To add a dependency on hash4j using Maven, use the following:

<dependency>
  <groupId>com.dynatrace.hash4j</groupId>
  <artifactId>hash4j</artifactId>
  <version>0.17.0</version>
</dependency>

To add a dependency using Gradle:

implementation 'com.dynatrace.hash4j:hash4j:0.17.0'

Hash algorithms

hash4j currently implements the following hash algorithms:

Murmur3
- 32-bit
- 128-bit
Wyhash
- final version 3
- final version 4
Komihash
- version 4.3 (compatible with version 4.7)
- version 5.0 (compatible with version 5.10)
FarmHash
- farmhashna
- farmhashuo
PolymurHash 2.0

All hash functions are thoroughly tested against the native reference implementations and also other libraries like Guava Hashing, Zero-Allocation Hashing, Apache Commons Codec, or crypto (see CrossCheckTest.java).

Usage

The interface allows direct hashing of Java objects in a streaming fashion without first mapping them to byte arrays. This minimizes memory allocations and keeps the memory footprint of the hash algorithm constant regardless of the object size.

class TestClass { 
    int a = 42;
    long b = 1234567890L;
    String c = "Hello world!";
}

TestClass obj = new TestClass(); // create an instance of some test class
    
Hasher64 hasher = Hashing.komihash5_0(); // create a hasher instance

// variant 1: hash object by passing data into a hash stream
long hash1 = hasher.hashStream().putInt(obj.a).putLong(obj.b).putString(obj.c).getAsLong(); // gives 0x89a90f343c3d4862L

// variant 2: hash object by defining a funnel
HashFunnel<TestClass> funnel = (o, sink) -> sink.putInt(o.a).putLong(o.b).putString(o.c);
long hash2 = hasher.hashToLong(obj, funnel); // gives 0x90553fd9c675dfb2L

More examples can be found in HashingDemo.java.

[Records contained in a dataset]
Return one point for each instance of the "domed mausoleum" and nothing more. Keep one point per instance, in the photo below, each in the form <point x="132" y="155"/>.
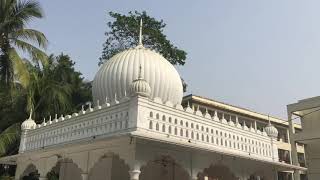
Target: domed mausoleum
<point x="116" y="75"/>
<point x="136" y="136"/>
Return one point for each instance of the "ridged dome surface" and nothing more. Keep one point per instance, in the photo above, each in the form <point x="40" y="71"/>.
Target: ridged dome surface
<point x="117" y="74"/>
<point x="140" y="87"/>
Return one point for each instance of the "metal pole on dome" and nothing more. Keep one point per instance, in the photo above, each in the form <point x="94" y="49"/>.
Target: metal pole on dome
<point x="140" y="33"/>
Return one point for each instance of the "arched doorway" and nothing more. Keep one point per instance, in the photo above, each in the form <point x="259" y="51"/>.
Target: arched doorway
<point x="30" y="173"/>
<point x="163" y="168"/>
<point x="217" y="172"/>
<point x="69" y="170"/>
<point x="55" y="171"/>
<point x="110" y="167"/>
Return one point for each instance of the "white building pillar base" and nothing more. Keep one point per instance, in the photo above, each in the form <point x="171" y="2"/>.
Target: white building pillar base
<point x="84" y="176"/>
<point x="134" y="174"/>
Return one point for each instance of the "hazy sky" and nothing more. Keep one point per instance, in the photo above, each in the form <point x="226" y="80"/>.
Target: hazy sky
<point x="261" y="55"/>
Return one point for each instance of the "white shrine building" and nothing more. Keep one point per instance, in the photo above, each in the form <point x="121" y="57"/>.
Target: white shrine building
<point x="140" y="128"/>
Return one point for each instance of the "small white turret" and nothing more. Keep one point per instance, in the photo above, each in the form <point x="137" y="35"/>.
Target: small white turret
<point x="271" y="131"/>
<point x="28" y="123"/>
<point x="140" y="86"/>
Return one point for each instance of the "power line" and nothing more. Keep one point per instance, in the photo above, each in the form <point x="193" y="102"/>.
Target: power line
<point x="306" y="114"/>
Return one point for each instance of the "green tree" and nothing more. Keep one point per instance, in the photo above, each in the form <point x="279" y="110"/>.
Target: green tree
<point x="57" y="88"/>
<point x="123" y="33"/>
<point x="14" y="16"/>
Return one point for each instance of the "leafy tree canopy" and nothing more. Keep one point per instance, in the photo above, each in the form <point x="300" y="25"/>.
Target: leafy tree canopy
<point x="14" y="17"/>
<point x="123" y="33"/>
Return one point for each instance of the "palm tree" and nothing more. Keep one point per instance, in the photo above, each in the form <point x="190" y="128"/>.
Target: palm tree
<point x="14" y="36"/>
<point x="9" y="138"/>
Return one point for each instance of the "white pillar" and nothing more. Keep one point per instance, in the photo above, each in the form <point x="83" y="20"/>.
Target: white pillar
<point x="194" y="178"/>
<point x="294" y="153"/>
<point x="84" y="176"/>
<point x="134" y="174"/>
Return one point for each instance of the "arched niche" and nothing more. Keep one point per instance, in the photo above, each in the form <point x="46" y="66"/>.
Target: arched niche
<point x="30" y="173"/>
<point x="69" y="170"/>
<point x="109" y="167"/>
<point x="54" y="173"/>
<point x="163" y="167"/>
<point x="217" y="171"/>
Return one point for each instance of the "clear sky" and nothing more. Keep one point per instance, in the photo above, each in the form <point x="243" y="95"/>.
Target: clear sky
<point x="261" y="55"/>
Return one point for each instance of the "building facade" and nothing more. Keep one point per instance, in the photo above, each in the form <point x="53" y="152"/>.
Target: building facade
<point x="140" y="128"/>
<point x="308" y="111"/>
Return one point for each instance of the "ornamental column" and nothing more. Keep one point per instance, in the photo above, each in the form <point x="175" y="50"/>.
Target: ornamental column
<point x="134" y="174"/>
<point x="84" y="176"/>
<point x="294" y="153"/>
<point x="134" y="170"/>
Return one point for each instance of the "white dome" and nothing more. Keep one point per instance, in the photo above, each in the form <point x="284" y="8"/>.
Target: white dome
<point x="117" y="74"/>
<point x="271" y="131"/>
<point x="140" y="87"/>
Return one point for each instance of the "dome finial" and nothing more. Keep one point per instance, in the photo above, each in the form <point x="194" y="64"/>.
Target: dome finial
<point x="140" y="33"/>
<point x="30" y="116"/>
<point x="140" y="69"/>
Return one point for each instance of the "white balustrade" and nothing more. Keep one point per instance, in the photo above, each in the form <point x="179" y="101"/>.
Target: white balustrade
<point x="161" y="120"/>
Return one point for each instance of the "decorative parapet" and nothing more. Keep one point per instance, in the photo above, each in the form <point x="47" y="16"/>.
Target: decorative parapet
<point x="157" y="119"/>
<point x="98" y="122"/>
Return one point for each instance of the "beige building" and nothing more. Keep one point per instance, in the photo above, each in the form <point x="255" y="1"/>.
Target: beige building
<point x="141" y="128"/>
<point x="259" y="121"/>
<point x="308" y="111"/>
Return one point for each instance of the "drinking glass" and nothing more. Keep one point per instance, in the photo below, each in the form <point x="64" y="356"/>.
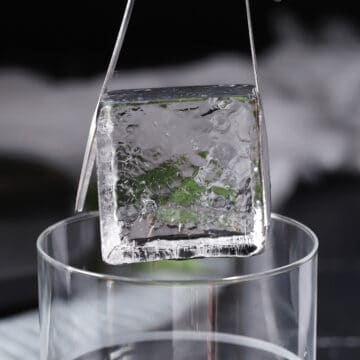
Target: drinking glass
<point x="255" y="308"/>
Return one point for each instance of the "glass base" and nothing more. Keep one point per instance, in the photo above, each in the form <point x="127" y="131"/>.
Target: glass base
<point x="183" y="345"/>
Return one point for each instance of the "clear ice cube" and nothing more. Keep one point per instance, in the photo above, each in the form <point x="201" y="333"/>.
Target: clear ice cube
<point x="180" y="173"/>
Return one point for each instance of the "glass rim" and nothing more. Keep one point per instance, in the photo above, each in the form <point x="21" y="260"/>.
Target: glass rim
<point x="237" y="278"/>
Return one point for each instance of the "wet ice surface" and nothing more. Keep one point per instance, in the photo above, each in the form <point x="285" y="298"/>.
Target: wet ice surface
<point x="179" y="173"/>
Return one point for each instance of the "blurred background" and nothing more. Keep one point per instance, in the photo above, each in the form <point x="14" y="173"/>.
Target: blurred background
<point x="52" y="63"/>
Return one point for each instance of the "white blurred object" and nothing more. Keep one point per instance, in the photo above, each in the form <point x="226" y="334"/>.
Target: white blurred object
<point x="310" y="92"/>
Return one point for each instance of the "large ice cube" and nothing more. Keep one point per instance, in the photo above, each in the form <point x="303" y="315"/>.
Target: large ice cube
<point x="180" y="173"/>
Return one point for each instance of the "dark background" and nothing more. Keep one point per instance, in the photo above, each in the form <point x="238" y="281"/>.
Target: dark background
<point x="67" y="39"/>
<point x="73" y="38"/>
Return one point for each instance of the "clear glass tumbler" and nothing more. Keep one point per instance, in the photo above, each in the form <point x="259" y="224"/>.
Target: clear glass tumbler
<point x="256" y="308"/>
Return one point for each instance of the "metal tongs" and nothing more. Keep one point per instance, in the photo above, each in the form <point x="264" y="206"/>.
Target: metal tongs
<point x="90" y="150"/>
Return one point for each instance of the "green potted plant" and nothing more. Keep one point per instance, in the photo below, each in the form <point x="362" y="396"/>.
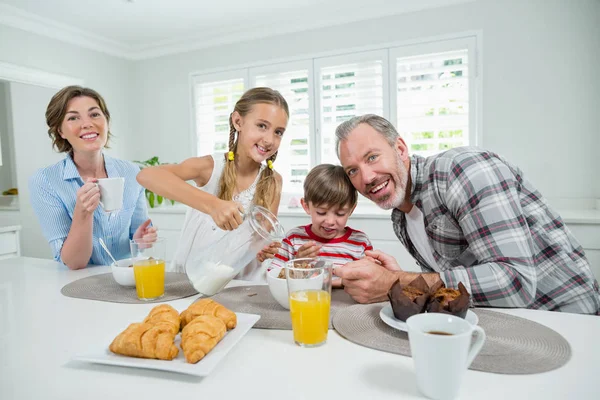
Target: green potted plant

### Given request 1
Name each hash algorithm family that the hash4j text says the library currently implements. Leave out the individual versions and variants.
### Given request 2
Translate this sentence from the hash4j text into Spanish: "The interface allows direct hashing of Java objects in a streaming fashion without first mapping them to byte arrays."
Answer from the hash4j text alone.

### Final result 1
Murmur3, Wyhash, Komihash, FarmHash, PolymurHash 2.0

### Final result 2
La interfaz permite calcular directamente el hash de objetos Java en modo de flujo, sin convertirlos primero en arreglos de bytes.